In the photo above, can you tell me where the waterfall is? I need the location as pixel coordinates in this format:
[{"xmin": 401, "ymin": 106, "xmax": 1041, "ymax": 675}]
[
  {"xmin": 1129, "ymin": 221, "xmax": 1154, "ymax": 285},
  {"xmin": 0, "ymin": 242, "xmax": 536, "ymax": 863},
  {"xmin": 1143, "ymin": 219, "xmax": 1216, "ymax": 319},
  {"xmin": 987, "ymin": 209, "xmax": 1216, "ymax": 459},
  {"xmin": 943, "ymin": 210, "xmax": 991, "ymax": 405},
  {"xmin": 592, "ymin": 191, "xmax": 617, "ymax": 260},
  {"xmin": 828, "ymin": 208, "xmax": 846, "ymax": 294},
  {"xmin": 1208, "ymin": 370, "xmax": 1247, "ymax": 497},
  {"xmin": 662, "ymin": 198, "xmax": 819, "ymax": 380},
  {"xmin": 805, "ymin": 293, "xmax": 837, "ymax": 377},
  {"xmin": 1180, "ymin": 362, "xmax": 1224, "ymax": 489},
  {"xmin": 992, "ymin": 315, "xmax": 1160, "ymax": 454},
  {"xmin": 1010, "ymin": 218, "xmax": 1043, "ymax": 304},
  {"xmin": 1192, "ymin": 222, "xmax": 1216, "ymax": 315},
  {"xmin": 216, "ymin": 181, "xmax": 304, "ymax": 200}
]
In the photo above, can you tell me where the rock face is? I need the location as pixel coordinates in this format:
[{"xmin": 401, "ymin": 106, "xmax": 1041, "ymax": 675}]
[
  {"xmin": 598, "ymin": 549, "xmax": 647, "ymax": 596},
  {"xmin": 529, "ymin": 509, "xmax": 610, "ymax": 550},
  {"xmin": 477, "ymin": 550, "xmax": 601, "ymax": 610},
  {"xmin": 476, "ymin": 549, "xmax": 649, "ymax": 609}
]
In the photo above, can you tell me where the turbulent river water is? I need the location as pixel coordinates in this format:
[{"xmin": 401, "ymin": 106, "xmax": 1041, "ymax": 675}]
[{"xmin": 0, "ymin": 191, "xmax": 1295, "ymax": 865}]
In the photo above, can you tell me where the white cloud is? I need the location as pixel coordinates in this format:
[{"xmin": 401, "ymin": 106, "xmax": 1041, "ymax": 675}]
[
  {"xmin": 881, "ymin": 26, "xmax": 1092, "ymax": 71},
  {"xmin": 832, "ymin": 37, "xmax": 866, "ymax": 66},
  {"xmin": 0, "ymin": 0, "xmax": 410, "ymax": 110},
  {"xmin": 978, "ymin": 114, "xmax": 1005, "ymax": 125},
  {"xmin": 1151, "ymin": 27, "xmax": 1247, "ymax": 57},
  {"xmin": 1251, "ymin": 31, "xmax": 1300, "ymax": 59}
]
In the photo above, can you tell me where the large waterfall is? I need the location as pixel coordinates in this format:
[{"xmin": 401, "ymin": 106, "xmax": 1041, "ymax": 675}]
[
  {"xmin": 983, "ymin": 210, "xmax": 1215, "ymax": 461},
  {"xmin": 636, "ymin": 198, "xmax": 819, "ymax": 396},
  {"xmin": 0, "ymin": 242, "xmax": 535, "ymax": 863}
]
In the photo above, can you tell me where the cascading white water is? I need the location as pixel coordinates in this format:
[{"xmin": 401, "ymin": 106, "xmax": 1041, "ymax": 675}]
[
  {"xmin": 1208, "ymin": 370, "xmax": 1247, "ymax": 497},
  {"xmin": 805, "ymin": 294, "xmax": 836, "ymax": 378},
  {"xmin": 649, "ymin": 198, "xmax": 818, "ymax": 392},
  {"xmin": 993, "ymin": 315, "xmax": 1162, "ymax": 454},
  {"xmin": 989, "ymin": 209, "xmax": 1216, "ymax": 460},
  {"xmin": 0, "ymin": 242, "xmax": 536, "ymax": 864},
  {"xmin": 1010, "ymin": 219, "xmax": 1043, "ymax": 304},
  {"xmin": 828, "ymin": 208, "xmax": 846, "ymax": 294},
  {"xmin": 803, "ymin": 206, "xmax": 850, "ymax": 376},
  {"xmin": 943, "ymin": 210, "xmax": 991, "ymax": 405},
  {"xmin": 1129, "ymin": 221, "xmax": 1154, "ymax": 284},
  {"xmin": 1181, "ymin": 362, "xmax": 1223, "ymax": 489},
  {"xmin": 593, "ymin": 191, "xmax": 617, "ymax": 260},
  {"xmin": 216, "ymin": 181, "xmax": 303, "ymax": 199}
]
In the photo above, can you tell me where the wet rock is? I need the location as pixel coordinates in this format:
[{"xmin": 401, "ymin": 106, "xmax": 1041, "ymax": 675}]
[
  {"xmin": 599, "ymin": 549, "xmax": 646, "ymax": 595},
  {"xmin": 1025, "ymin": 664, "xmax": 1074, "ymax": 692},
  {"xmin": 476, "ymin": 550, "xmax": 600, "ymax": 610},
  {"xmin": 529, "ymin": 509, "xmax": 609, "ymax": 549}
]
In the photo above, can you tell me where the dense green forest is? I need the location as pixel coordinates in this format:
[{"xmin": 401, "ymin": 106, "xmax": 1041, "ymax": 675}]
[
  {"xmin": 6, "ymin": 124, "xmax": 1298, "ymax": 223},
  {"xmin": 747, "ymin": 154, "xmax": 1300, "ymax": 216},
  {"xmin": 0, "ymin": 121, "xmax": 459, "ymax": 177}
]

+ + +

Your reply must contain each entry, reproduced exactly.

*RESPONSE TO THE EXERCISE*:
In the photo above, can you tell me where the waterfall is? I need the location as pixel coordinates in this format:
[{"xmin": 401, "ymin": 106, "xmax": 1041, "ymax": 675}]
[
  {"xmin": 1129, "ymin": 221, "xmax": 1154, "ymax": 285},
  {"xmin": 0, "ymin": 242, "xmax": 536, "ymax": 863},
  {"xmin": 1143, "ymin": 219, "xmax": 1216, "ymax": 319},
  {"xmin": 987, "ymin": 209, "xmax": 1216, "ymax": 459},
  {"xmin": 943, "ymin": 210, "xmax": 991, "ymax": 405},
  {"xmin": 592, "ymin": 191, "xmax": 617, "ymax": 260},
  {"xmin": 828, "ymin": 208, "xmax": 846, "ymax": 294},
  {"xmin": 1208, "ymin": 370, "xmax": 1247, "ymax": 497},
  {"xmin": 662, "ymin": 198, "xmax": 819, "ymax": 380},
  {"xmin": 805, "ymin": 293, "xmax": 837, "ymax": 377},
  {"xmin": 1180, "ymin": 362, "xmax": 1224, "ymax": 489},
  {"xmin": 992, "ymin": 315, "xmax": 1160, "ymax": 454},
  {"xmin": 1010, "ymin": 218, "xmax": 1043, "ymax": 304},
  {"xmin": 1192, "ymin": 222, "xmax": 1216, "ymax": 315},
  {"xmin": 216, "ymin": 181, "xmax": 304, "ymax": 200}
]
In the photo above, can you tell me where the rock face is? I need the location as pixel coordinates in this format:
[{"xmin": 401, "ymin": 106, "xmax": 1041, "ymax": 675}]
[
  {"xmin": 598, "ymin": 549, "xmax": 647, "ymax": 596},
  {"xmin": 529, "ymin": 509, "xmax": 610, "ymax": 550},
  {"xmin": 477, "ymin": 550, "xmax": 601, "ymax": 610},
  {"xmin": 476, "ymin": 549, "xmax": 649, "ymax": 609}
]
In the photo above, can you tell me where the turbulent river water is? I need the location as pixel coordinates in this format:
[{"xmin": 401, "ymin": 106, "xmax": 1041, "ymax": 675}]
[{"xmin": 0, "ymin": 191, "xmax": 1295, "ymax": 865}]
In the photo above, can you tell me where the white cloud is? I need the location as pixel coordinates in this format:
[{"xmin": 401, "ymin": 106, "xmax": 1041, "ymax": 675}]
[
  {"xmin": 881, "ymin": 26, "xmax": 1092, "ymax": 71},
  {"xmin": 832, "ymin": 37, "xmax": 866, "ymax": 66},
  {"xmin": 0, "ymin": 0, "xmax": 410, "ymax": 110},
  {"xmin": 978, "ymin": 114, "xmax": 1005, "ymax": 125},
  {"xmin": 1151, "ymin": 27, "xmax": 1247, "ymax": 57},
  {"xmin": 1251, "ymin": 31, "xmax": 1300, "ymax": 59}
]
In the photo above, can you tell me where the large waterfall is? I need the location as pixel coordinates in this format:
[{"xmin": 401, "ymin": 106, "xmax": 1041, "ymax": 675}]
[
  {"xmin": 983, "ymin": 210, "xmax": 1215, "ymax": 461},
  {"xmin": 636, "ymin": 198, "xmax": 819, "ymax": 396},
  {"xmin": 0, "ymin": 242, "xmax": 535, "ymax": 863}
]
In the photo above, can you tell me where the cascading white water is? I need the location as pixel coordinates in this format:
[{"xmin": 401, "ymin": 106, "xmax": 1041, "ymax": 675}]
[
  {"xmin": 1208, "ymin": 370, "xmax": 1247, "ymax": 497},
  {"xmin": 805, "ymin": 294, "xmax": 836, "ymax": 378},
  {"xmin": 649, "ymin": 198, "xmax": 818, "ymax": 392},
  {"xmin": 993, "ymin": 315, "xmax": 1162, "ymax": 454},
  {"xmin": 989, "ymin": 209, "xmax": 1216, "ymax": 460},
  {"xmin": 0, "ymin": 242, "xmax": 536, "ymax": 864},
  {"xmin": 1010, "ymin": 219, "xmax": 1043, "ymax": 304},
  {"xmin": 828, "ymin": 208, "xmax": 846, "ymax": 294},
  {"xmin": 803, "ymin": 206, "xmax": 850, "ymax": 376},
  {"xmin": 943, "ymin": 210, "xmax": 991, "ymax": 405},
  {"xmin": 1129, "ymin": 221, "xmax": 1154, "ymax": 284},
  {"xmin": 1181, "ymin": 362, "xmax": 1223, "ymax": 489},
  {"xmin": 593, "ymin": 191, "xmax": 617, "ymax": 260},
  {"xmin": 216, "ymin": 181, "xmax": 303, "ymax": 199}
]
In the photo above, can you tell me where the wet rock is? I need the location as pixel coordinates in this format:
[{"xmin": 401, "ymin": 106, "xmax": 1041, "ymax": 675}]
[
  {"xmin": 599, "ymin": 549, "xmax": 646, "ymax": 595},
  {"xmin": 1025, "ymin": 664, "xmax": 1074, "ymax": 692},
  {"xmin": 476, "ymin": 550, "xmax": 600, "ymax": 610},
  {"xmin": 529, "ymin": 509, "xmax": 609, "ymax": 549}
]
In the photo above, can you tell me where the dense green forest is? I need the location as pixel coordinates in this format:
[{"xmin": 401, "ymin": 106, "xmax": 1041, "ymax": 675}]
[
  {"xmin": 6, "ymin": 124, "xmax": 1298, "ymax": 223},
  {"xmin": 747, "ymin": 154, "xmax": 1300, "ymax": 216},
  {"xmin": 0, "ymin": 121, "xmax": 459, "ymax": 177}
]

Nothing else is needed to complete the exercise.